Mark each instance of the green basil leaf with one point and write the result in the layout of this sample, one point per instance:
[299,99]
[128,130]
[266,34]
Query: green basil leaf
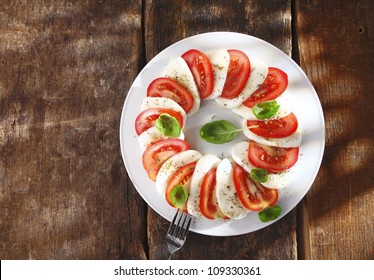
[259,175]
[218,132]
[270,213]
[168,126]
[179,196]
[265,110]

...

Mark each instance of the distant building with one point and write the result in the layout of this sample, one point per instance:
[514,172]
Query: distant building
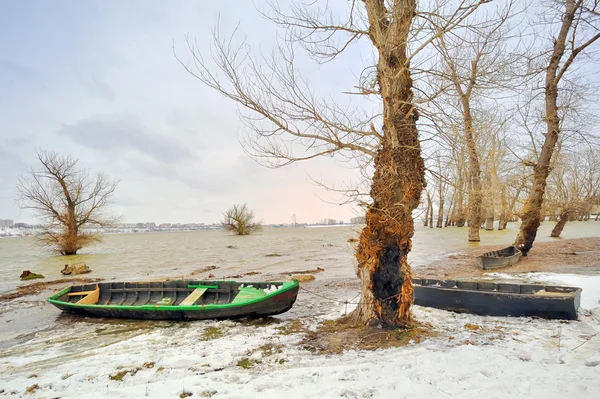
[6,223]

---

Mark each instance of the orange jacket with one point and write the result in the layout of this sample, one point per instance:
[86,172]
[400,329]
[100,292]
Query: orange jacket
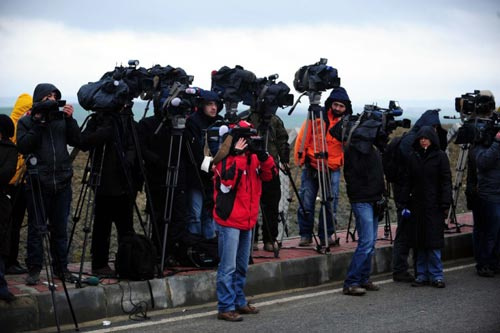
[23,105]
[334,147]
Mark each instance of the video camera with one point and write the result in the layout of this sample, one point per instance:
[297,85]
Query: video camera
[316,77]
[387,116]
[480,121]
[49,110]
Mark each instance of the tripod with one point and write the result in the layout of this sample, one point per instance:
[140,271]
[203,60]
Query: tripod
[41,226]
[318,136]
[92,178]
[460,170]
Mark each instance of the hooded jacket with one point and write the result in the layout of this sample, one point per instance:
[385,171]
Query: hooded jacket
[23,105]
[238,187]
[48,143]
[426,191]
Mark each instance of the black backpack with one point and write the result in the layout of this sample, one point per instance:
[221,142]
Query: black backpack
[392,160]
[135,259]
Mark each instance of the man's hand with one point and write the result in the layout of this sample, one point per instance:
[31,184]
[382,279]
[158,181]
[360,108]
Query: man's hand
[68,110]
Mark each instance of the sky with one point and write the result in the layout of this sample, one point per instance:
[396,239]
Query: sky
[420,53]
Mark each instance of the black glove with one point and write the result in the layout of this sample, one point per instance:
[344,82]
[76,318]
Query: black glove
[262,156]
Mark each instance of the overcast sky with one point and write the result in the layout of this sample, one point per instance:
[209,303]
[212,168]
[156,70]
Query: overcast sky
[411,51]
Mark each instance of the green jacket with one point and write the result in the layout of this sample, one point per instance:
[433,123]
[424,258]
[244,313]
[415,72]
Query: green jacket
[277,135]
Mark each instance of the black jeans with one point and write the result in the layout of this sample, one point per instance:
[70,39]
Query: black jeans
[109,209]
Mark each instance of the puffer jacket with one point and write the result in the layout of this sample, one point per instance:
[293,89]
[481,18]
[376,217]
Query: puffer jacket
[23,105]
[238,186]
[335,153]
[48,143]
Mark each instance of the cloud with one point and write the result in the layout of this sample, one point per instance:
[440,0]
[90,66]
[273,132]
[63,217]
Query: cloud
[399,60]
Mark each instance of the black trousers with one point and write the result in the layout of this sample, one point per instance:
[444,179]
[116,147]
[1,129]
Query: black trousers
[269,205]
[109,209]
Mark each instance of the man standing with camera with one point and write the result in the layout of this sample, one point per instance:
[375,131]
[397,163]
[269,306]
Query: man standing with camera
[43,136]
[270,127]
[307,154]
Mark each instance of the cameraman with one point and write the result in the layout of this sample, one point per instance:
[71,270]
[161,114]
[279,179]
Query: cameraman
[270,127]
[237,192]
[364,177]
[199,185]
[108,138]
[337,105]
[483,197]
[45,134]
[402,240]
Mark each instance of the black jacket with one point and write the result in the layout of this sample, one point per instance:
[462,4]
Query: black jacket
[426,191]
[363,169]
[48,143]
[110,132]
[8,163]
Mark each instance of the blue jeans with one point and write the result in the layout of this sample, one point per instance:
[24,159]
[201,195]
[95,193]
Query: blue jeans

## Problem details
Copy everything in the records from the line containing "Mark each instance of the black jacket" down to the line containing "Query: blue jeans", swapping "black jacket" for "black coat" and leaving all else as it stands.

## Solution to the problem
Mark each instance of the black coat with one point and write the result in the layout of this sample, one point per instance:
[462,4]
Query: black coat
[426,191]
[363,169]
[48,143]
[110,132]
[8,163]
Mark each instance of the blue jeans with one point and write the result in the layout of this sample, one point per instance:
[24,159]
[201,195]
[95,193]
Query: blue jeans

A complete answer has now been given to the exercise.